Work instructions -> Go through the data line by line and count the lines that hold "housing". Reply with the total only.

Source material ->
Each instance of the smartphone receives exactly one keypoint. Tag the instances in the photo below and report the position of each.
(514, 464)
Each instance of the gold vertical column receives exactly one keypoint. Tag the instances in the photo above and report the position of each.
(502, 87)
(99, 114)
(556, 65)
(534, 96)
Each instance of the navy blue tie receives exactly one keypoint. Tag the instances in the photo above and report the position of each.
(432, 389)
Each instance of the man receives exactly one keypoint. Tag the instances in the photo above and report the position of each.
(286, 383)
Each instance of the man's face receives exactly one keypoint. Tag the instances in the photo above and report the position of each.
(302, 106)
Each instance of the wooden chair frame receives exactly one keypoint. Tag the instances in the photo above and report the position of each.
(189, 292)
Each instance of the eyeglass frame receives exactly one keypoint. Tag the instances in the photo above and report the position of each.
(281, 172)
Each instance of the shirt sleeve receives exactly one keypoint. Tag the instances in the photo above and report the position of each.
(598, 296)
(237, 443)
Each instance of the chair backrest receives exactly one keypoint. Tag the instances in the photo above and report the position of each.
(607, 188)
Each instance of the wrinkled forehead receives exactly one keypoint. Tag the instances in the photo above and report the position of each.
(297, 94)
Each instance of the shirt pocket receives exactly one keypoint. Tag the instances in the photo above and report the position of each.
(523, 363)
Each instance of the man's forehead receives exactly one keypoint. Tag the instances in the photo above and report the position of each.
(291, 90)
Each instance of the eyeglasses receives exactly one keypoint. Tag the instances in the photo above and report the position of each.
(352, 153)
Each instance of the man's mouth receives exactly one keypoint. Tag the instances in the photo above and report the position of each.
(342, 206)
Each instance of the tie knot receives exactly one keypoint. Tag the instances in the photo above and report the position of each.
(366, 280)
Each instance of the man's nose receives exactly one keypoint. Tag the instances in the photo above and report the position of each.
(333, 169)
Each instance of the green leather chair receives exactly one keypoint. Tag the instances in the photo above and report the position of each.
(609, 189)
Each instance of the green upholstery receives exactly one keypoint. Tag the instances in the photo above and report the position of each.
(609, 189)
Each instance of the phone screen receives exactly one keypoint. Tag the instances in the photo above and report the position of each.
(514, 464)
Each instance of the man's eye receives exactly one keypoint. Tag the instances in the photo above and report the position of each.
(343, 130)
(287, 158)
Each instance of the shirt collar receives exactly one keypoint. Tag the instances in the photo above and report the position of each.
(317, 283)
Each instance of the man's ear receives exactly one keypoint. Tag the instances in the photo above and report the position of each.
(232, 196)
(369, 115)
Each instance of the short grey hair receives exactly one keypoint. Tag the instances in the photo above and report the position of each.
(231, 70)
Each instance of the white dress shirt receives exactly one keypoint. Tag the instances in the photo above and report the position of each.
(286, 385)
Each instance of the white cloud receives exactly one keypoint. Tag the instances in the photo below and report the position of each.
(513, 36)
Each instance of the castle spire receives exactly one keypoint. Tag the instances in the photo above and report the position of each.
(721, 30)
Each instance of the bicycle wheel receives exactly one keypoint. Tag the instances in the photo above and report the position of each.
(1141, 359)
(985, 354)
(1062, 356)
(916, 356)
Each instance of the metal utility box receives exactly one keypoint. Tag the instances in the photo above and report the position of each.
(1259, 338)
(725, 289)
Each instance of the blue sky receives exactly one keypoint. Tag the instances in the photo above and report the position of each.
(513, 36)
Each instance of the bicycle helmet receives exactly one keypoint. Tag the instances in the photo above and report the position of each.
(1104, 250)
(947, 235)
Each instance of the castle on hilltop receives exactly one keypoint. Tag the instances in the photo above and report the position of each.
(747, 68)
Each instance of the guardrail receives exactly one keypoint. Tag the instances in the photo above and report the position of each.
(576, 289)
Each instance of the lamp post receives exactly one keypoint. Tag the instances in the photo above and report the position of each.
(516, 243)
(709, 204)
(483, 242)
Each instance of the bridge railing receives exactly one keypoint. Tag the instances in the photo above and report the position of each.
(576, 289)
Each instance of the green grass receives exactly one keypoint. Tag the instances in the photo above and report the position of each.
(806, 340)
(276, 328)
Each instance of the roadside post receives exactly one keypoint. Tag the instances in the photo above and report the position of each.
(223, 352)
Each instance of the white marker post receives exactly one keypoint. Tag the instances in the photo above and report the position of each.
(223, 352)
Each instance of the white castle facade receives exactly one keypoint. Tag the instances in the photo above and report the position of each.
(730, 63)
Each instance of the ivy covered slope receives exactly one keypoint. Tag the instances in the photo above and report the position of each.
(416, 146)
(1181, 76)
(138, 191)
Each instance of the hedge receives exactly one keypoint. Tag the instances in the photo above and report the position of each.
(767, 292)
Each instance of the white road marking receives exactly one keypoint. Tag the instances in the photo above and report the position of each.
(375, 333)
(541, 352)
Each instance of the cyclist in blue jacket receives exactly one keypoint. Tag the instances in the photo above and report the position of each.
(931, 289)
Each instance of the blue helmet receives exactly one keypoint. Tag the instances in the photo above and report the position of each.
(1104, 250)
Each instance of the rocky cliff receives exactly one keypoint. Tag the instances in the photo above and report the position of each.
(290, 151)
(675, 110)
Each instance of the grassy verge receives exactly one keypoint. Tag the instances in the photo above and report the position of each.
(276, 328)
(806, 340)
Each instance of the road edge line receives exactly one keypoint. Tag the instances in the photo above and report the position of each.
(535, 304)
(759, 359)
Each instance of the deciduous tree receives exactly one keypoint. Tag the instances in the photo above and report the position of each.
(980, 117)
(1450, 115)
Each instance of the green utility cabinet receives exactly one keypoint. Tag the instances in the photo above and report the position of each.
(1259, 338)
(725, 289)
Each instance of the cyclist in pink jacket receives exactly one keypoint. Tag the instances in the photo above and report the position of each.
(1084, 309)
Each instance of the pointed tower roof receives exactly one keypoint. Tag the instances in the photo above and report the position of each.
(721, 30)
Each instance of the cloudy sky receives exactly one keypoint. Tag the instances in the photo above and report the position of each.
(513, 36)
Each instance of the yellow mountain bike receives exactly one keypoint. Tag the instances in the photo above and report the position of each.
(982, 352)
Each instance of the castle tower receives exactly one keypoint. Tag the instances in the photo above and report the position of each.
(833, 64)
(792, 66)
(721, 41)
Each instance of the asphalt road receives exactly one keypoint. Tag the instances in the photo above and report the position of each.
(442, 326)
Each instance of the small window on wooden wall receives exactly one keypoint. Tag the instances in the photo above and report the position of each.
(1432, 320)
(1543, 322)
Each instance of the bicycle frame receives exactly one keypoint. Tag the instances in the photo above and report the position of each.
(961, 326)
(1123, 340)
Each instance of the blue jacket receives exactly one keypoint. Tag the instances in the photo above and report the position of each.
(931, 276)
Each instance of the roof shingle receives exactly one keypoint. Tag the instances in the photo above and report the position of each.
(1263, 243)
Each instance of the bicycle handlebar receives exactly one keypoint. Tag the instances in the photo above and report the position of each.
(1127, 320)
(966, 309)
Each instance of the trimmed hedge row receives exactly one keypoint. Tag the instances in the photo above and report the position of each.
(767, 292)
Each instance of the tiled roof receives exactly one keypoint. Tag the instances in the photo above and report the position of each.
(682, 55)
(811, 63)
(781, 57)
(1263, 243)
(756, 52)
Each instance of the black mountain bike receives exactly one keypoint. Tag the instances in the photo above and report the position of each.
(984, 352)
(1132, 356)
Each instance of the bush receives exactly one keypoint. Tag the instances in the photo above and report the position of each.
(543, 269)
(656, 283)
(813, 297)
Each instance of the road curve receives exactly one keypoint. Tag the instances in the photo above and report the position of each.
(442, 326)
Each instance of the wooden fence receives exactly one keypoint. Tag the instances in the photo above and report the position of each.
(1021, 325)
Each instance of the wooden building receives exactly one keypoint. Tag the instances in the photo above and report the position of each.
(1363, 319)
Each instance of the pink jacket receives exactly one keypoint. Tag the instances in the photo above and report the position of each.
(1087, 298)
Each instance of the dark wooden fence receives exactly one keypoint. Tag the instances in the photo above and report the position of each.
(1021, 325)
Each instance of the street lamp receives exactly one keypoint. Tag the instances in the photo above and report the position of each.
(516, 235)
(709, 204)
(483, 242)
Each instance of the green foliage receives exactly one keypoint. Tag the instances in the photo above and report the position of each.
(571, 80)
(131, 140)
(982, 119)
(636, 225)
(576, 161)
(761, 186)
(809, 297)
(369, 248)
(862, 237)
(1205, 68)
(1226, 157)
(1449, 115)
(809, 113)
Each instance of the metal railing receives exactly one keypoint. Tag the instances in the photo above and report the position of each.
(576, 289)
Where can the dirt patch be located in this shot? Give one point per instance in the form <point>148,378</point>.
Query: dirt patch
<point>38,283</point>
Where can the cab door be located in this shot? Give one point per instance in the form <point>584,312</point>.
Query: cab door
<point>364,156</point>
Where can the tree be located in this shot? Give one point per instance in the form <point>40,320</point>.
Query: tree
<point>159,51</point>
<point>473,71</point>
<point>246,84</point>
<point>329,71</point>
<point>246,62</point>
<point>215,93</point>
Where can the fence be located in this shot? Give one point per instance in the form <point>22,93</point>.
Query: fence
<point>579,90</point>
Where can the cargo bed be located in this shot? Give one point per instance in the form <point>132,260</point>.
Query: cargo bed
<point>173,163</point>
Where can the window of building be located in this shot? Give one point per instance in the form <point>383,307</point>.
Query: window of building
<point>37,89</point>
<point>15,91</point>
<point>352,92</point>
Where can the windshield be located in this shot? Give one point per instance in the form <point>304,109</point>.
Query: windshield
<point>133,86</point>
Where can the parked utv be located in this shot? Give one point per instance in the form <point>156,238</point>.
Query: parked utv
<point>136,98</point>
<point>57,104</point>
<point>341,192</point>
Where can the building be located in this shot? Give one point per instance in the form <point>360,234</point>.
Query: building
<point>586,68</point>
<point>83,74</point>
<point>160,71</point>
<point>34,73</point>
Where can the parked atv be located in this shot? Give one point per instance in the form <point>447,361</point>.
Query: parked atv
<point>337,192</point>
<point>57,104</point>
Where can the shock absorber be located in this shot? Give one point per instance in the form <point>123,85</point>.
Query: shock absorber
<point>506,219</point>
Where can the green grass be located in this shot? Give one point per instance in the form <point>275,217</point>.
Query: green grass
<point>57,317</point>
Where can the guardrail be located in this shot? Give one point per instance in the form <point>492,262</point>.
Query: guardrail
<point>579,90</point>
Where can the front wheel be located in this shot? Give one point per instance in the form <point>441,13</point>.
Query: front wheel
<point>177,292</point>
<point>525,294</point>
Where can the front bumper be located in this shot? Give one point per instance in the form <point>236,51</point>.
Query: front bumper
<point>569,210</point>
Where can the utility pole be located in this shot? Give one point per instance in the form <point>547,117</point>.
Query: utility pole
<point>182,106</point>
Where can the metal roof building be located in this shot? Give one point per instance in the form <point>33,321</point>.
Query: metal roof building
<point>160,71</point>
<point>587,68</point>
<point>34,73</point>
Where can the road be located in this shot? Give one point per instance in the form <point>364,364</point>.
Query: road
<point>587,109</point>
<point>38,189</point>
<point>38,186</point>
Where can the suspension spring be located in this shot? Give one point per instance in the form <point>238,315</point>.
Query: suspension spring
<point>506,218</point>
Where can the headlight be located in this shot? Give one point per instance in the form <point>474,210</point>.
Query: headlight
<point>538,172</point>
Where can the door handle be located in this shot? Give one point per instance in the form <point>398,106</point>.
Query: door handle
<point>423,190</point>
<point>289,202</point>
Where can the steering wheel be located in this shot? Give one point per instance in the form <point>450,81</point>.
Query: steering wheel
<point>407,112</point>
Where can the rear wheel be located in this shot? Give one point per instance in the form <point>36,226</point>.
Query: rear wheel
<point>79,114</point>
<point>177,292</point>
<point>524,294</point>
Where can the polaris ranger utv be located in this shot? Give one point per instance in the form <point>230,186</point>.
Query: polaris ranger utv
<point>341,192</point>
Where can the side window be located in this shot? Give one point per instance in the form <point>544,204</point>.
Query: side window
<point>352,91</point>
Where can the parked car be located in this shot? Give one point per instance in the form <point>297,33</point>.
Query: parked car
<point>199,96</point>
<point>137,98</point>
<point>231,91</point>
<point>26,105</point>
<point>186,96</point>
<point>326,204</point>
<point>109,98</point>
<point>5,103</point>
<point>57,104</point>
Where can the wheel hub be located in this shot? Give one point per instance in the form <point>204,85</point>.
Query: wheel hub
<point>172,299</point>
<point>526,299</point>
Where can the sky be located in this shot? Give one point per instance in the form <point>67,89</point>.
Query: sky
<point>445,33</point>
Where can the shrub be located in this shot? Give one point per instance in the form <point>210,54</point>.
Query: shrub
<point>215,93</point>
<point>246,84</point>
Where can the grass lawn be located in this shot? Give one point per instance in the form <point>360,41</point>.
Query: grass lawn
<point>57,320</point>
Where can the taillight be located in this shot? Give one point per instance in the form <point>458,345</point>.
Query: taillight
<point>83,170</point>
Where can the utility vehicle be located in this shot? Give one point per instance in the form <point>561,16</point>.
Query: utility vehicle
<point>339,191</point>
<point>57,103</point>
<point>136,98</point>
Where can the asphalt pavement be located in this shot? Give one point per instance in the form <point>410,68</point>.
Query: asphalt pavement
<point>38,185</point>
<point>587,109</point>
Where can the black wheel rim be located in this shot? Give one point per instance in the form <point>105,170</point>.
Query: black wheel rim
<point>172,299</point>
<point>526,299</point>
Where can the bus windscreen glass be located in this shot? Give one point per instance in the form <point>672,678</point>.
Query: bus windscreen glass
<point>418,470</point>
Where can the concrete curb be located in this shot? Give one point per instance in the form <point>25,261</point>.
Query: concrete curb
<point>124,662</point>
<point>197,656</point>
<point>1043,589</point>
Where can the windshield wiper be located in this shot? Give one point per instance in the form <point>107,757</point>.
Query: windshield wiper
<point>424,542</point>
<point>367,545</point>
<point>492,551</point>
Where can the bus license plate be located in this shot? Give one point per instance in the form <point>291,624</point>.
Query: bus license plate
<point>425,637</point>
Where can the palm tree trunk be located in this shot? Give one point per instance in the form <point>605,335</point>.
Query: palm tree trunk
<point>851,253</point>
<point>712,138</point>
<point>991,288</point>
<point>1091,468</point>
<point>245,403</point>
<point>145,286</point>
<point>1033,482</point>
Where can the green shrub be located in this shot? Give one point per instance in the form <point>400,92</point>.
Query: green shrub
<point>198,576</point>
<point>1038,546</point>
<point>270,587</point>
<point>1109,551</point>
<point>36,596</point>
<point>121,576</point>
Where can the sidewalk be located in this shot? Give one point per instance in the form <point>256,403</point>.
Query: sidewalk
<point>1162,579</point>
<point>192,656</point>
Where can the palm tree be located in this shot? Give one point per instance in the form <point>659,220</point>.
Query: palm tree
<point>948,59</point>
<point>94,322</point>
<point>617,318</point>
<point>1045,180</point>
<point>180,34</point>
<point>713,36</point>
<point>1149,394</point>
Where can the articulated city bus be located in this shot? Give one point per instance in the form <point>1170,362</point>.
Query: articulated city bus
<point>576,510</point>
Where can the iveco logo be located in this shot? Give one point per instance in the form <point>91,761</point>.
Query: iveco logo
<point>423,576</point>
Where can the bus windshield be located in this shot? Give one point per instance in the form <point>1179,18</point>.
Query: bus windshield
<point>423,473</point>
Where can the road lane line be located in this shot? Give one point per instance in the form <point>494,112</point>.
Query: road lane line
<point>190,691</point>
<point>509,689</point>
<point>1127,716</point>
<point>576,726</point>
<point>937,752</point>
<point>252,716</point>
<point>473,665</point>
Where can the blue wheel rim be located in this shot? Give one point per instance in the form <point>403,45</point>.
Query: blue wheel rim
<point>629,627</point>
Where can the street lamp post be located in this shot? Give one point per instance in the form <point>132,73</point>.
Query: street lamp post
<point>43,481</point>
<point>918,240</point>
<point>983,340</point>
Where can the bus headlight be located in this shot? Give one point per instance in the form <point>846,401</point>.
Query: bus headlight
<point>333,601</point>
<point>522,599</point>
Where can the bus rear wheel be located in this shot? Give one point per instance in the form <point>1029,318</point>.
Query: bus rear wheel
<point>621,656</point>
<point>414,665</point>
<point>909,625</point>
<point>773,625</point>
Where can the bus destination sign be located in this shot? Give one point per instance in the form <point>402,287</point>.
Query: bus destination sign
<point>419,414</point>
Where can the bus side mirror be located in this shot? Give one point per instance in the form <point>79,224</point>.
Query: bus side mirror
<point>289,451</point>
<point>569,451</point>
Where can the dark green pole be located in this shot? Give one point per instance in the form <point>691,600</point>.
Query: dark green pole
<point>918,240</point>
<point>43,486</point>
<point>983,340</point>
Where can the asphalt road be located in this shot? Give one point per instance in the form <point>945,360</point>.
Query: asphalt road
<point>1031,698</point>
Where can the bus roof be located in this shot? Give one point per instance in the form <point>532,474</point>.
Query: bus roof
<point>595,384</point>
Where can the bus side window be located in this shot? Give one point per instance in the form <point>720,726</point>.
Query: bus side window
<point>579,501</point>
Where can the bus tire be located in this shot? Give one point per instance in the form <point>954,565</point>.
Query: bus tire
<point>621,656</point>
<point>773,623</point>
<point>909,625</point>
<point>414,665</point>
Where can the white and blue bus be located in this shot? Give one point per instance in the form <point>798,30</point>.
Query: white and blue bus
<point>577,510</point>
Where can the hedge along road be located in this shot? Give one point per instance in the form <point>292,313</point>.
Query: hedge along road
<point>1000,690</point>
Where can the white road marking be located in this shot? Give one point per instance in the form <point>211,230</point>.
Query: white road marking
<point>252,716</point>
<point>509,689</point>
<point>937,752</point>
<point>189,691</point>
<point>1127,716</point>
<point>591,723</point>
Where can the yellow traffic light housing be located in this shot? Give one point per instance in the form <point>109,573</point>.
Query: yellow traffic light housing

Solution to this task -> 2